To do – Show every line in the records below that contains the word "image".
┌─ Material supplied
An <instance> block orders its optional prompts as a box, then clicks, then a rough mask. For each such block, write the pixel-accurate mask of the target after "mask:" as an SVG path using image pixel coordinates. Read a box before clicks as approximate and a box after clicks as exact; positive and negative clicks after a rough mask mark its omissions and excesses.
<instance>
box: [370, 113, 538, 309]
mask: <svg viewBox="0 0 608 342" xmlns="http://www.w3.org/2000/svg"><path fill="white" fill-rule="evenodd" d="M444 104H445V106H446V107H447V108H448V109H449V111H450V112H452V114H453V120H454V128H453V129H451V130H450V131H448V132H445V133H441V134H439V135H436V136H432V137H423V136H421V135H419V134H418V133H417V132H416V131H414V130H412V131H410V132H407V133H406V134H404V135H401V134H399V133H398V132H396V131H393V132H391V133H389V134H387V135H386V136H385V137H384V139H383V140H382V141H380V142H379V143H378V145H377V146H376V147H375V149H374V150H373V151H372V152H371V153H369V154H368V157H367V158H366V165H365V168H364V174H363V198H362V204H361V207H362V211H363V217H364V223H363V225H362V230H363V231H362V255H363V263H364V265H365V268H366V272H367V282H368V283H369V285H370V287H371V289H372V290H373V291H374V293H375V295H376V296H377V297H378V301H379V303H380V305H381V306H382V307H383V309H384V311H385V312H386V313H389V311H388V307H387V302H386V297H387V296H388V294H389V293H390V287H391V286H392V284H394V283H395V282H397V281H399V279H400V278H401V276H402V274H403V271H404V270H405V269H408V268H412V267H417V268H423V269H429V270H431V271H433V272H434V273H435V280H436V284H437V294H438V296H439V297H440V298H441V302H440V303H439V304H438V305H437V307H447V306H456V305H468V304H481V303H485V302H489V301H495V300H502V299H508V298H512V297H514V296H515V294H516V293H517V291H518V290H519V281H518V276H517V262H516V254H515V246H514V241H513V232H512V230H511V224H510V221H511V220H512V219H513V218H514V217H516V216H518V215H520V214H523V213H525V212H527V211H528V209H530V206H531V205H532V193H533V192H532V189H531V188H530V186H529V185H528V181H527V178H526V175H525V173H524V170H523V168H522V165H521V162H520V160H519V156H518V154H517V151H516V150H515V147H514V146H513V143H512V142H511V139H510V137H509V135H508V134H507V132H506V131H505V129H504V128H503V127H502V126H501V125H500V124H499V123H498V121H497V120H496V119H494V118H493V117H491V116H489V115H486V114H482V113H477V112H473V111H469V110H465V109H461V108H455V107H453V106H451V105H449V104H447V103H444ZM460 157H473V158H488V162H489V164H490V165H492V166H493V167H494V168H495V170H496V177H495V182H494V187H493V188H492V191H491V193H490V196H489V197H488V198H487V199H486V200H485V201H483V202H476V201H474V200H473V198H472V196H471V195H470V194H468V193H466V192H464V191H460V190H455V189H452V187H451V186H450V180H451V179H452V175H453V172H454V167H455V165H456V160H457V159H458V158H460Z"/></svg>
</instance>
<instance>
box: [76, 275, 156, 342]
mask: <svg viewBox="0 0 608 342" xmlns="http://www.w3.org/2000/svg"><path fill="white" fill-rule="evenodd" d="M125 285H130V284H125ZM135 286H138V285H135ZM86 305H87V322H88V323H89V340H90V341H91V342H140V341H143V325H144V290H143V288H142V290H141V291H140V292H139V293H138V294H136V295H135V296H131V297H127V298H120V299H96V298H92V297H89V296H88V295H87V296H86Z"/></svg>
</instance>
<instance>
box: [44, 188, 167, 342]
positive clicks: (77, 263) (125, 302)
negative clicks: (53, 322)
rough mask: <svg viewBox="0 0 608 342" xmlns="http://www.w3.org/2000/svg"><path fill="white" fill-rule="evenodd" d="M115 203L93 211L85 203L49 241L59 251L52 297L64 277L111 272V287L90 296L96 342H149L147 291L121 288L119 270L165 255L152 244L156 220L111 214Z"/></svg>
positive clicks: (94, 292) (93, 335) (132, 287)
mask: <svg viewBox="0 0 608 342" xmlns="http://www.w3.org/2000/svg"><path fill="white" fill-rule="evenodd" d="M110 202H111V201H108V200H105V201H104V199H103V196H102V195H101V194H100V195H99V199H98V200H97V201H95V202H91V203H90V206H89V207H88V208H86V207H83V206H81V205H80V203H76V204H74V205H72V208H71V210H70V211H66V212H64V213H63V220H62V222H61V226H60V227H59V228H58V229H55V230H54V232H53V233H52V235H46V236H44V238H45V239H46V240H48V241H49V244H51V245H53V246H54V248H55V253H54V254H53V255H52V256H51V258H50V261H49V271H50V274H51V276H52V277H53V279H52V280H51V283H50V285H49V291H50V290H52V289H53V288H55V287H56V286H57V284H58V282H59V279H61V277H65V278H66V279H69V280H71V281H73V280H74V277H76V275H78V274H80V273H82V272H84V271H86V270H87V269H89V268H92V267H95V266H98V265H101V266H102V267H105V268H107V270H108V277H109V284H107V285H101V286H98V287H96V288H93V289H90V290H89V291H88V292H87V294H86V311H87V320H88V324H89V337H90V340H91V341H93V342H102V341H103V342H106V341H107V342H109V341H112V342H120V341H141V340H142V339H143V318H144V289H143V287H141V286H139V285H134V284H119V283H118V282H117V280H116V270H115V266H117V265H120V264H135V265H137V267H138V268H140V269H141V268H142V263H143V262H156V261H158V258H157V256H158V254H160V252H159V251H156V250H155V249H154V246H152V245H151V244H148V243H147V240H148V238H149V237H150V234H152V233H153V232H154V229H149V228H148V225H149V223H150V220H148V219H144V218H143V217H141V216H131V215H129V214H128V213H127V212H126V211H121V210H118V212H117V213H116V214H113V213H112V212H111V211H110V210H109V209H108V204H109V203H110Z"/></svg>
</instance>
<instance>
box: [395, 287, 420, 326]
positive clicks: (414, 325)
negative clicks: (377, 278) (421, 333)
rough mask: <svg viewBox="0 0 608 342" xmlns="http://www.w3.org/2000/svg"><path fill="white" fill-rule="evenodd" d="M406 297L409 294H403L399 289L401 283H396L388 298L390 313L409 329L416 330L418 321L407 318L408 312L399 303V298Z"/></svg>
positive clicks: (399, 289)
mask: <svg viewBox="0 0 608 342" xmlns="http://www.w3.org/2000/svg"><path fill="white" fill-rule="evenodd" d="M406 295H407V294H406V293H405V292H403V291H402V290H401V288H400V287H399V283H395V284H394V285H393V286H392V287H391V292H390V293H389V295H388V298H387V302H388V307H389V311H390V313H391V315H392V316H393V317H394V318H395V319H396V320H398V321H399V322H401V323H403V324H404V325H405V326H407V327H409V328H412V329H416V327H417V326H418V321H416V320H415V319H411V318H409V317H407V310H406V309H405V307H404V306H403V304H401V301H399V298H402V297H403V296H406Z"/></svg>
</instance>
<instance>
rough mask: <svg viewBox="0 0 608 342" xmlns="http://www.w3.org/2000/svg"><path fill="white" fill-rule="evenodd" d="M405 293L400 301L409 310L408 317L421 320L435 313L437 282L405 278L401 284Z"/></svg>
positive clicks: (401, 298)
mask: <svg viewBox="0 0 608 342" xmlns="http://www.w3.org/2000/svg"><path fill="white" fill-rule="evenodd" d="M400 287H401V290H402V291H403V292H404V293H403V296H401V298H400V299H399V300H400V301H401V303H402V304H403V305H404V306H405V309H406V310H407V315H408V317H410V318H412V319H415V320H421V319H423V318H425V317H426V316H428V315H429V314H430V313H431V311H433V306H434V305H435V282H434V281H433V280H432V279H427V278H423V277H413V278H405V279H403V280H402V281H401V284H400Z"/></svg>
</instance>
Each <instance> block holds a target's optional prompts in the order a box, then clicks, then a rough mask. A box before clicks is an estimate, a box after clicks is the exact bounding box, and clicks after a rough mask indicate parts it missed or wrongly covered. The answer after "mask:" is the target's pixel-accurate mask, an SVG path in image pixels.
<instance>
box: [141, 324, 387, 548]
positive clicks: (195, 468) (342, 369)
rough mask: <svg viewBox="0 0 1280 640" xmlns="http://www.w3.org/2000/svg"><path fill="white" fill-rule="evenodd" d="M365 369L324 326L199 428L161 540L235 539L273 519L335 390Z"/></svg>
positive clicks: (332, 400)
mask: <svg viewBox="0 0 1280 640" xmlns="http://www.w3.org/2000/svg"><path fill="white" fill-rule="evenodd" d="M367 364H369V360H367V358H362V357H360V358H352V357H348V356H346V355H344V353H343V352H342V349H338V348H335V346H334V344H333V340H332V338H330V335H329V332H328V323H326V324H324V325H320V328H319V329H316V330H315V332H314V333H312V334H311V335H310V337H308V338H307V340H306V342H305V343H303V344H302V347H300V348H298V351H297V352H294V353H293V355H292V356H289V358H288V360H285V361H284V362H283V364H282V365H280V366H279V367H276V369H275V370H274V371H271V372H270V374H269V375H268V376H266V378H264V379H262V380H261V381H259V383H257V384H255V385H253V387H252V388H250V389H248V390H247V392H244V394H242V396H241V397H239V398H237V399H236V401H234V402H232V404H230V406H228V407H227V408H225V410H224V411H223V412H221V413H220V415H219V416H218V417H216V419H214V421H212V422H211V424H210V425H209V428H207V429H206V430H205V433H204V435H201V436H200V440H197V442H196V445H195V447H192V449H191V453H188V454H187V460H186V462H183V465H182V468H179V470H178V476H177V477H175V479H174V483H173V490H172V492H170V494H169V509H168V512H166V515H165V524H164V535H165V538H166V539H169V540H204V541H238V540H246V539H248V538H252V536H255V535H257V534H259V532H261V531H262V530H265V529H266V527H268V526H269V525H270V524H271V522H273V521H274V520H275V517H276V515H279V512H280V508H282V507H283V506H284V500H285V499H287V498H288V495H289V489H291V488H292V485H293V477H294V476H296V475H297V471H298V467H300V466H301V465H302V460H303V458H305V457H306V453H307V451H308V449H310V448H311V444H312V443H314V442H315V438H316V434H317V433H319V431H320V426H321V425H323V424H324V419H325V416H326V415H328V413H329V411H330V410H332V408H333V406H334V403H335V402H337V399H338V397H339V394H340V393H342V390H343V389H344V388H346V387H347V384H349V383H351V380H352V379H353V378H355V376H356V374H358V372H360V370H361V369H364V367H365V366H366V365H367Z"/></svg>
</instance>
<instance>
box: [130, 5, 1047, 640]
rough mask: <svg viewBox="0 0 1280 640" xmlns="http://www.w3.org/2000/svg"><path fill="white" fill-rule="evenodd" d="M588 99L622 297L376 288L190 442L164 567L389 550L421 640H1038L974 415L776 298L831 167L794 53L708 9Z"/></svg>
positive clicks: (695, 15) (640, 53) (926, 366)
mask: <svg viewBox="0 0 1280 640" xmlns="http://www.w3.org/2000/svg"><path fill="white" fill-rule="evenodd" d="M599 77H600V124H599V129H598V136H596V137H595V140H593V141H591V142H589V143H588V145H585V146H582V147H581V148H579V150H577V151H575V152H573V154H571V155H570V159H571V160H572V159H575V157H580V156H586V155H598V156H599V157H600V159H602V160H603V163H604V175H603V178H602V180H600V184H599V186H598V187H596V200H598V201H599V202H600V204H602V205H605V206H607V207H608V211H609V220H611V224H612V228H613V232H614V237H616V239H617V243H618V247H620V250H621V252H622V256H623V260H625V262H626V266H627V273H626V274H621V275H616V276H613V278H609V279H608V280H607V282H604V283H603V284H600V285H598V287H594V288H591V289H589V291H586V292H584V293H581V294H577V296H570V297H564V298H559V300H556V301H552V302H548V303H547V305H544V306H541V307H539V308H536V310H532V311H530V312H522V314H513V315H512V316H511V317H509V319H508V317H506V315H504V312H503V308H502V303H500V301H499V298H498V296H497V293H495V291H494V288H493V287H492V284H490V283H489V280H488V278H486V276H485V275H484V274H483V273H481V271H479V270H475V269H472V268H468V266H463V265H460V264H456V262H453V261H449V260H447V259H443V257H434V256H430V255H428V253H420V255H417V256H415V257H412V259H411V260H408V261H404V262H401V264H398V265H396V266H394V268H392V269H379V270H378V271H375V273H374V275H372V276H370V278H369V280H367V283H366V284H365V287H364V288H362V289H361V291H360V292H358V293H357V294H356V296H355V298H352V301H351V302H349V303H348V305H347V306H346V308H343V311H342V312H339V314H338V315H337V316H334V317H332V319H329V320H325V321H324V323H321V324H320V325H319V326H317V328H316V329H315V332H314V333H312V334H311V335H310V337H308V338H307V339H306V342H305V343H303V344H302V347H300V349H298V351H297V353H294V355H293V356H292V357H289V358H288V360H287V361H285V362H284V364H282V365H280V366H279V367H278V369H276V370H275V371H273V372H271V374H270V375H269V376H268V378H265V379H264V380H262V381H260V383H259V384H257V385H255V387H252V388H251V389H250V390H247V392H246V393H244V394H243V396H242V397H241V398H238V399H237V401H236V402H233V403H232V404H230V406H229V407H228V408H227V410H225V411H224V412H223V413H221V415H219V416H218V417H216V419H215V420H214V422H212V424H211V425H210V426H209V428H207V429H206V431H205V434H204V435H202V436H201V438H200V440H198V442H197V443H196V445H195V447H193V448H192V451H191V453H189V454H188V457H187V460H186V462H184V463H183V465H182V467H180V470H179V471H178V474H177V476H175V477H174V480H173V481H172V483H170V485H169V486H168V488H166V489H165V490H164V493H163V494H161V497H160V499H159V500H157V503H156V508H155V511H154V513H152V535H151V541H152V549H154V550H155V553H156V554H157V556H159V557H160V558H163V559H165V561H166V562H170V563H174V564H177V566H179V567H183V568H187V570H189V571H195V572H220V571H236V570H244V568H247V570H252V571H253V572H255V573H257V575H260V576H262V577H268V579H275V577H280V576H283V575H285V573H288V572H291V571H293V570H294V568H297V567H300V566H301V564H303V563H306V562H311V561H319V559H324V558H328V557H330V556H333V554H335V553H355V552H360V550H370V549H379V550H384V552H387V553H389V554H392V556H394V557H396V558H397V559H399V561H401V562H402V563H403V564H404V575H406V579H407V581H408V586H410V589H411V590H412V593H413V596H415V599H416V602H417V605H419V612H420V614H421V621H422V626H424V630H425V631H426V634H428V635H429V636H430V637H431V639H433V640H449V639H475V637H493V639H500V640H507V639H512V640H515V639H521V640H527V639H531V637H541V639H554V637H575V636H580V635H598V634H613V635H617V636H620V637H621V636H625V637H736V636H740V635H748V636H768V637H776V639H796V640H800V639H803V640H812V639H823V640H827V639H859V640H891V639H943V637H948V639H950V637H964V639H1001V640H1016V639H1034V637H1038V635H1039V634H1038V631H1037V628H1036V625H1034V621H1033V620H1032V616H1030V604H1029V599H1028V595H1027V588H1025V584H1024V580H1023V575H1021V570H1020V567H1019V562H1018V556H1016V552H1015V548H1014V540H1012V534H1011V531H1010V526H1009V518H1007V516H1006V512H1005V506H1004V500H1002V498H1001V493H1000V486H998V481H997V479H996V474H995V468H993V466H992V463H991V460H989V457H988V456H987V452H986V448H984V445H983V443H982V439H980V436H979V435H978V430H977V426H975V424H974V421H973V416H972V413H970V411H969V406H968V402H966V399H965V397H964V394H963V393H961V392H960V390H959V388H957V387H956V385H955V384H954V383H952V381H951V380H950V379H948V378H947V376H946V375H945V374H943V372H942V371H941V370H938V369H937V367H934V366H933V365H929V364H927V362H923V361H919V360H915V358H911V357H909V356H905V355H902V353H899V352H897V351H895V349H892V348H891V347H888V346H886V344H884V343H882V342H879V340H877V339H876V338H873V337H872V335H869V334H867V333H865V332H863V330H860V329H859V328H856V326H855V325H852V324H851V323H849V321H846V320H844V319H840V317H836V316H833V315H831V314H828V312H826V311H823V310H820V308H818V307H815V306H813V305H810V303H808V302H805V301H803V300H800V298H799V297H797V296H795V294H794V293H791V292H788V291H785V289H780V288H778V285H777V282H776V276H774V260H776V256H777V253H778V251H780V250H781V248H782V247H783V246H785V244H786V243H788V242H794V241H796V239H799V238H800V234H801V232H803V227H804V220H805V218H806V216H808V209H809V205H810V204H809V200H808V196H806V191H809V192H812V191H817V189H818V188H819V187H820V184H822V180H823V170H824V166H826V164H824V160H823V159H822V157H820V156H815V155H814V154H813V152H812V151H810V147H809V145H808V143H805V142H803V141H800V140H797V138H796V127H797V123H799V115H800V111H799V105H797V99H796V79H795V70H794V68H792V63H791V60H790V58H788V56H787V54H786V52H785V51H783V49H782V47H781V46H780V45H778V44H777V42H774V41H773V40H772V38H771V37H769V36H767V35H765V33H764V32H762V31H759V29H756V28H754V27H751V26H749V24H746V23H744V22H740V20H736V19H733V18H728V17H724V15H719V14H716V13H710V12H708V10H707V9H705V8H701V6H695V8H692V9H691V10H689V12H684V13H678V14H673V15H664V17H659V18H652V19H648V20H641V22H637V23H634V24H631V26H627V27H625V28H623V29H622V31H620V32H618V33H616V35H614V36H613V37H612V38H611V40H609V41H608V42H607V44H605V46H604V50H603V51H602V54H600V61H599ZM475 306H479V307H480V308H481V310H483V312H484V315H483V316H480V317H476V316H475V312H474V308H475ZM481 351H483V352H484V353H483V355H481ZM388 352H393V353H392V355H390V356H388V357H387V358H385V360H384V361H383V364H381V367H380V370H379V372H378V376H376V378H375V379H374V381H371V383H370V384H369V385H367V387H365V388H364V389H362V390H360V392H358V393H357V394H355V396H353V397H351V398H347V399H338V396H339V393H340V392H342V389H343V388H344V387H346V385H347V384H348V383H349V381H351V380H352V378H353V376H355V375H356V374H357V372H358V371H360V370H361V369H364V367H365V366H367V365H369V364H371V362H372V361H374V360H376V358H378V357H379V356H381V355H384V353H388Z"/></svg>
└─
Output for this exercise –
An <instance> block orders its optional prompts as a box, then clicks, then a rough mask. For each such block, write the pixel-accurate mask of the target after "mask:" as an SVG path using image pixel coordinates. Read a box before clicks as approximate and a box after clicks as exact; positive and negative clicks after a rough mask mark its omissions and excesses.
Each <instance> block holds a target's optional prompts in the order a box, then clicks, then a rough mask. A box before clicks is an estimate, a box after clicks is the exact bounding box, and clicks after a rough mask indicate parts it missed or wrongly covered. The answer after "mask:" is the target's pixel-accurate mask, an SVG path in image pixels.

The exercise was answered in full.